(Work instructions): Copy the listing below word for word, leaving out the pictures.

START Source records

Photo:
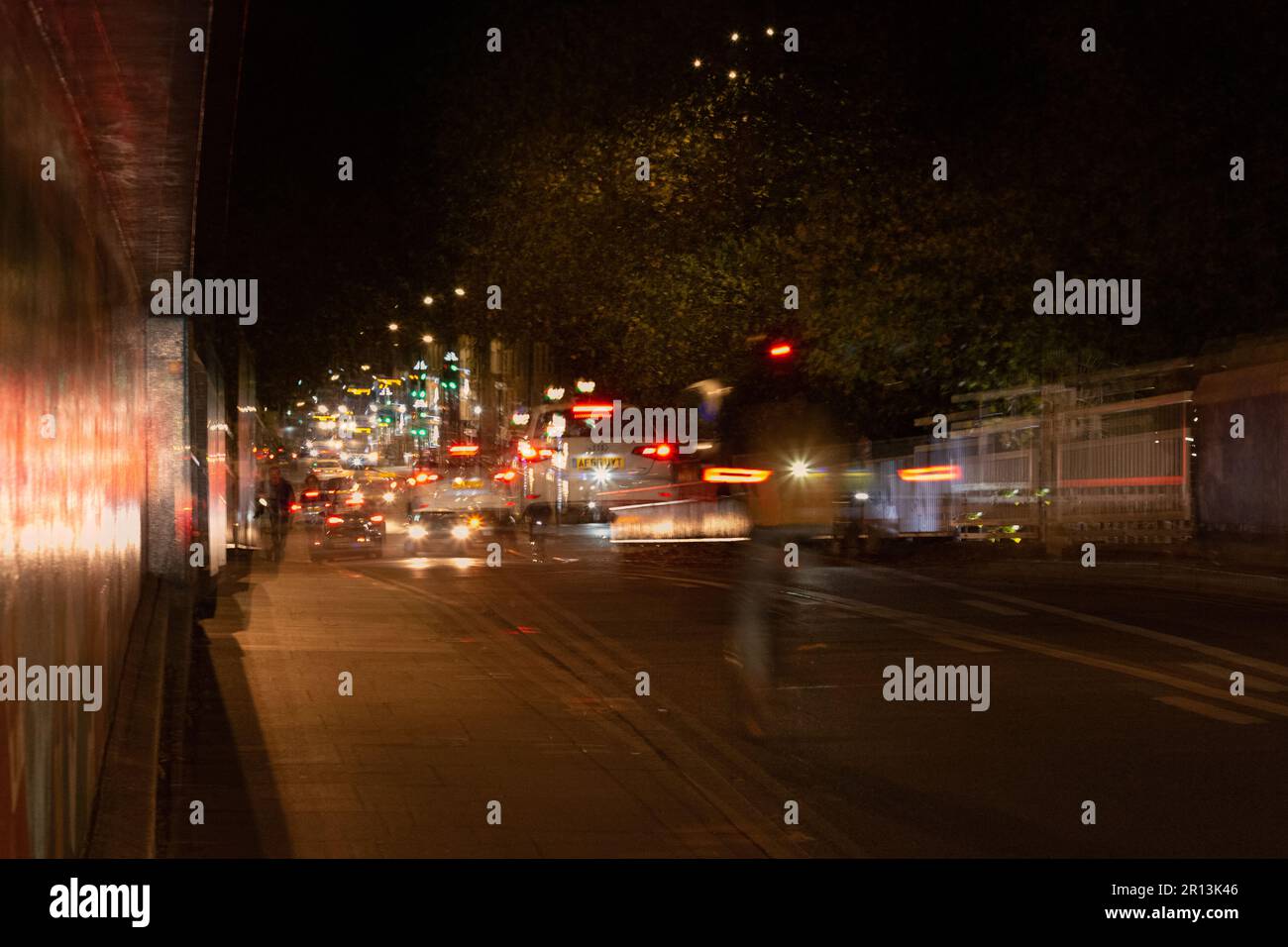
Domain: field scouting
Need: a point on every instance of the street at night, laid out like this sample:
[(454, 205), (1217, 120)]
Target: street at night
[(819, 455)]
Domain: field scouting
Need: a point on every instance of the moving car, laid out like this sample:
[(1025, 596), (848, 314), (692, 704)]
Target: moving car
[(326, 468), (348, 532), (458, 532)]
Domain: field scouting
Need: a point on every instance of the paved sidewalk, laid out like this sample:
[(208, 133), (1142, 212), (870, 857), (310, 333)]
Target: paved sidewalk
[(447, 714)]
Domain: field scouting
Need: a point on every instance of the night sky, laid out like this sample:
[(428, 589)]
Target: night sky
[(1137, 136)]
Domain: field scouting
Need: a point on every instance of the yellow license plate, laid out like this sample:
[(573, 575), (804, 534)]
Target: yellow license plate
[(590, 462)]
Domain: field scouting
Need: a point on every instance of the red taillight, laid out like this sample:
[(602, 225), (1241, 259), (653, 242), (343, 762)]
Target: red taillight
[(656, 451), (940, 472), (734, 474)]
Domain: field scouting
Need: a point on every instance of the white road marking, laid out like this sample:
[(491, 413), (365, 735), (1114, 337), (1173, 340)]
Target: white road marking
[(1209, 710), (914, 622), (1211, 651)]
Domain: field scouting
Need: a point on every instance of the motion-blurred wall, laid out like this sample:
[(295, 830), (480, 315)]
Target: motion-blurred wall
[(97, 455)]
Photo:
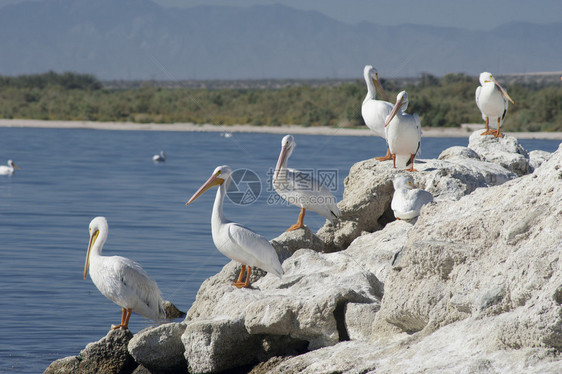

END Source records

(Task result):
Photo:
Domain: field scouting
Need: a point on every instance of the street at night, laid out like this sample:
[(454, 205), (1217, 120)]
Target: street at night
[(819, 455)]
Domain: field scouting
Need: a point on every instance of the moving car, laid out like this sample:
[(1025, 596), (848, 314), (692, 704)]
Target: moving car
[(326, 468), (348, 532), (458, 532)]
Domain: field scouting
Need: a point on every instance of the paved sidewalk, laid out like this sample:
[(208, 133), (1142, 212), (870, 857), (310, 333)]
Target: paved sidewalk
[(447, 714)]
Domain: field scouting
Need: a point on every instance of the night sky, laid out like this sample:
[(428, 589)]
Target: night sky
[(1137, 136)]
Domain: field scouting
Need: a point on every instance of the yellow license plate, laid out like this sample:
[(573, 575), (804, 534)]
Target: yellow license plate
[(590, 462)]
Domain: field scouting
Need: a point on every instance of the red taillight, laid out like this sample:
[(602, 225), (1241, 259), (653, 242), (343, 762)]
Target: red taillight
[(656, 451), (940, 472), (734, 474)]
Domain: field scouting
Need: a point on every instance of the white road marking, laid out like this sample:
[(491, 413), (365, 735), (1114, 337), (1173, 340)]
Target: white road marking
[(1209, 710), (914, 622), (1211, 651)]
Domain: field scouting
Need: a point on every instance of the motion-blurred wall, laid out like this sample:
[(295, 830), (480, 315)]
Target: motion-blurred wall
[(97, 455)]
Photo:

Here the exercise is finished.